Bloc de texte:
Nous recevons tous de 500 à 2 000 messages par jour. La surinformation (ou infobésité) ne fait plus sens. Trop d'informations pas vérifiées et/ou décodées trop vites obscurcissent le monde et, in fine, abaissent l'esprit critique. Il faut donc, comme le préconise Garlot (op. cit.), renoncer au plaidoyer et à la sensibilisation pour revenir à une éducation populaire dont le credo a été énoncé par Paolo Freire : « Personne n'éduque autrui, personne ne s'éduque seul, les hommes s'éduquent eux-mêmes par l'intermédiaire du monde » (1974, p. 62). Cette éducation populaire peut passer par des méthodes d'apprentissage ludiques, mais ne doit pas transformer le jeu en un outil de propagande. L'utilitarisme qui imprègne le capitalisme ne doit pas gagner tous les secteurs sociaux. Développer la solidarité, c'est aussi préserver des espaces créatifs et récréatifs échappant à toute visée politique autre que le plaisir. Le jeu doit, pour l'émancipation de chacun, rester un espace d'épanouissement, un espace gratuit où exercer librement sa créativité (Winnicott, 1975).

Utiliser d'autres méthodes que le marketing pour la recherche de fonds.

La recherche de fonds des associations est peut-être légitime pour favoriser leur indépendance, mais elle ne devrait plus passer par un marketing qui transforme le don en un marché. Le don n'est pas une marchandise, c'est un lien social fondamental (Mauss, 2021/1925). Pour éviter la marchandisation du don, les ONG devraient cesser de passer par des agences spécialisées pour gérer, à l'interne, l'appel à la générosité du public. Elles pourraient aussi chercher à se rapprocher de la finance solidaire et de la finance participative. Non plus passer par des entreprises marchandes qui font du profit en profitant de la générosité du public, mais trouver du financement auprès des acteurs de l'économie sociale et solidaire qui partagent les mêmes valeurs Il semble possible, enfin, de mutualiser davantage avec les autres IS qui sont des partenaires et non des concurrents. Par exemple en partageant à plusieurs le financement d'un poste dédié à la recherche de fond.

Liste des données:
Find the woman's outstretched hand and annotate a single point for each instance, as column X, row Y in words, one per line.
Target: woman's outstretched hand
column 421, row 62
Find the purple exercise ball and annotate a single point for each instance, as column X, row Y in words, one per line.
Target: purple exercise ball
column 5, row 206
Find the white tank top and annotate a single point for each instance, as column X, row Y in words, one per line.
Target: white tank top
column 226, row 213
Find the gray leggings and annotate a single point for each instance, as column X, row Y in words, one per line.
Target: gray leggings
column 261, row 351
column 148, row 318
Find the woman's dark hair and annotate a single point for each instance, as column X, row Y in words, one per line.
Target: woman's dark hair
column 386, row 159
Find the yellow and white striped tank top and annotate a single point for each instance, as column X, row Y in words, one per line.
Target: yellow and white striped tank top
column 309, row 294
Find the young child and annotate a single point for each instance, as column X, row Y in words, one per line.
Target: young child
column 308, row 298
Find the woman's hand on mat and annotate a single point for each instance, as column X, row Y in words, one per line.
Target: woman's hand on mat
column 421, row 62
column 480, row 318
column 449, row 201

Consignes de l'exercice:
- A) Pouvez-vous réécrire sous forme de liste le paragraphe du texte sur l'infobésité et la recherche de fonds qui commence par « La recherche de fonds des associations », en gardant ses faits principaux ?
- B) Pourriez-vous poursuivre le texte sur l'infobésité et la recherche de fonds à partir de sa dernière phrase ?

Corrigé de l'exercice:
- A)
- La recherche de fonds peut se justifier pour l'indépendance des associations, mais elle ne devrait plus passer par un marketing qui transforme le don en marché.
- Le don n'est pas une marchandise : c'est un lien social fondamental (Mauss).
- Les ONG devraient cesser de recourir à des agences spécialisées et gérer elles-mêmes l'appel à la générosité du public.
- Elles pourraient se rapprocher de la finance solidaire et participative, et se financer auprès des acteurs de l'économie sociale et solidaire qui partagent leurs valeurs.
- Elles pourraient aussi mutualiser davantage avec les autres IS, considérées comme des partenaires et non des concurrentes, par exemple en finançant à plusieurs un poste dédié à la recherche de fonds.

- B)
Séparer clairement les registres de communication.

Dénoncer une loi injuste, tout en appelant à se mobiliser et en demandant, au passage, de l'argent pour soutenir la cause mobilise trois registres distincts qui se phagocytent l'un l'autre. C'est pourquoi il faut clairement distinguer : une communication politique qui s'adresse à tous les citoyens, une démarche commerciale qui doit s'adresser aux consoma'cteurs et une entreprise de mobilisation qui vise les militants.

Mettre en cause le partage du sensible, plutôt que d'utiliser l'art pour augmenter ses recettes.

La Caisse d'Épargne a lancé, en 2020, des cartes bancaires solidaires au design créé par un street artiste. Pour chaque carte vendue, deux euros étaient reversés à la fondation Abbé Pierre. C'est exactement l'exemple à ne pas suivre : faire de l'art un argument de vente, une marchandise, alors que l'art est un moyen sensible de remettre en cause le régime de visibilité médiatique. Combattre l'invisibilité des IS, c'est, en effet, remettre en cause cette construction sociale que Rancière nomme le partage du sensible :

J’appelle partage du sensible ce système d’évidences sensibles qui donne à voir en même temps l’existence d’un commun et les découpages qui y définissent les places et les parts respectives. Un partage du sensible fixe donc en même temps un commun partagé et des parts exclusives (2000, p. 10).

Jacques Rancière

Or, ce partage du sensible, qui veut qu'aujourd'hui les IS soient à la marge et les GAFAM au centre, est le fruit d'une lutte constante :

« Mais l’idée d’un “partage du sensible” implique quelque chose de plus. Un monde “commun” n’est jamais simplement l’ethos, le séjour commun, qui résulte de la sédimentation d’un certain nombre d’actes entrelacés. Il est toujours une distribution polémique des manières d’être et des “occupations dans un espace des possibles” » (Rancière, 2000, p. 66-67).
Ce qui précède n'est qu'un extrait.